→ **Задания**
(a) Какой вопрос, согласно тексту о говении, мы можем себе поставить в течение говения?
(b) Продолжите текст о говении, начиная сразу после его последнего предложения.

___ Текстовый фрагмент

Нет третьего пути, нет иного выбора. Мы либо собираем, либо расточаем, мы либо строим Царство Божие, т.е. Царство любви, тот град человеческий, где царствует, животворит, приобщает к Божественному ликованию жизни Божественная любовь, либо мы это Царство низвергаем, и не в великих вещах, а в самых малых. Каждое слово может быть разрушительно, малейшее действие может быть губительно в этом смысле.

Но речь идет не о том, как мы можем поплатиться за нашу неправду. Если только мы думаем в категориях любви, чувствуем в категориях любви, живем в этих категориях, речь не идет о том, как бы спастись от Суда, а ― как бы не обмануть надежду Божию, как бы не ответить на Его любовь холодностью, бесчувствием, неблагодарностью.

И в этом отношении, мы можем себе поставить в течение говения именно этот вопрос: кто для кого? Как я рассматриваю жизнь: существую ли я в своих глазах, в своем сознании, своих волеизъявлениях ради любви, чтобы вокруг меня и людям было хорошо, и Богу была радость? или живу я так, что и люди и Бог должны мне служить, чтобы моя греховная, самозамкнутая радость совершилась?.. В течении говения мы можем стать перед Богом и поставить себе этот вопрос: Он ли мне прислужник, раб или я Ему друг? Как я отвечаю теперь, как я отвечал в течение прошлых лет своей жизни Христу? как я отзывался на Его образ, на историческую реальность воплощенной Божественной любви, пронзенной гвоздьми, прободенной в ребро, раненой терновым венцом, отягченной крестоношением, умученной страшной Гефсиманской ночью, умирающей в совершенной, полной богооставленности ради меня лично? С чем стою я перед этим образом Божиим? Неужели только с минутным изумлением, с непродолжительной благодарностью, с проблеском умиления? Или стою я иначе, раз пораженный в сердце тем, что я видел, и уже не способный видеть жизнь, мир, людей иначе как через это видение? т.е. таким серьезным, таким значительным, таким решающим видеть мир, что уже делается невозможным играть в жизнь, а можно только жить ответственно.

______
___ Содержимое набора данных

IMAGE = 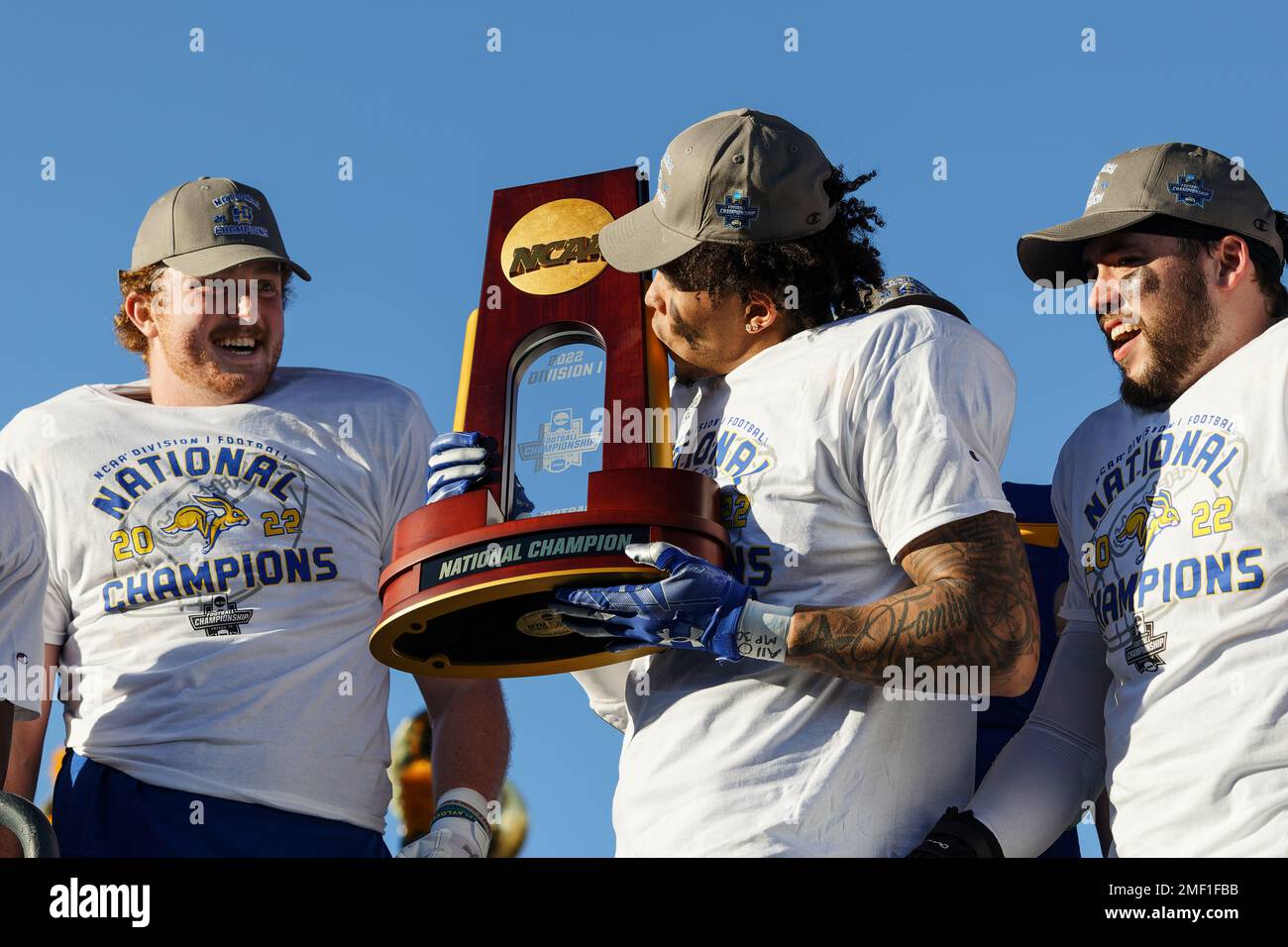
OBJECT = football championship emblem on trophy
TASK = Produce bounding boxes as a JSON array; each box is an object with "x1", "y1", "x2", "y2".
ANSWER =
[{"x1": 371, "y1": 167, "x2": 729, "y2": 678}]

______
___ Содержимое набора данных

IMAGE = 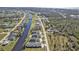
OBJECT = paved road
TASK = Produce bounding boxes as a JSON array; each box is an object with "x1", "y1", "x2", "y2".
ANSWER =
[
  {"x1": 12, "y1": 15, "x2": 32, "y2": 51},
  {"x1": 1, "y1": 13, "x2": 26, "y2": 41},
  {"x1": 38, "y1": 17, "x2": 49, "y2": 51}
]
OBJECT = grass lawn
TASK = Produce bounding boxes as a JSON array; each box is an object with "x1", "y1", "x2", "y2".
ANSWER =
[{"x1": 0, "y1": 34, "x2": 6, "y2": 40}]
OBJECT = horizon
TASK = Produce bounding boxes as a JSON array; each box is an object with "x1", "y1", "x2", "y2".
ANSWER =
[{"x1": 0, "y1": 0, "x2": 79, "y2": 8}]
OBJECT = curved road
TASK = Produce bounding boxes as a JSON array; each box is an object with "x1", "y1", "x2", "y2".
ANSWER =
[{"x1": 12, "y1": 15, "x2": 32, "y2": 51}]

______

→ **Итоговые ответы**
(a) Вопрос «кто для кого?».

(b)
А «ответственно» значит две вещи: с одной стороны, в сознании того, что нет ни слова, ни поступка, ни мысли, ни чувства, никакого движения в нас души или тела, которые не станут перед нами в день Суда так, что нам придется ответить: как ты мог, как ты могла себя допустить до этого? И с другой стороны, слово «ответственность» очень близко к слову «отзывчивость». Ответственность связана с нашей способностью отзываться, отвечать на жизнь, давать ответ на ее вопросы, на ее требования. Это другого рода ответственность, она проходит уже не непосредственно между человеком и Богом, человеком и его совестью. Это отзывчивость, которая за собой повлечет и ответственность, проходит большей частью, почти все время, через людей и, во всяком случае, через обстоятельства.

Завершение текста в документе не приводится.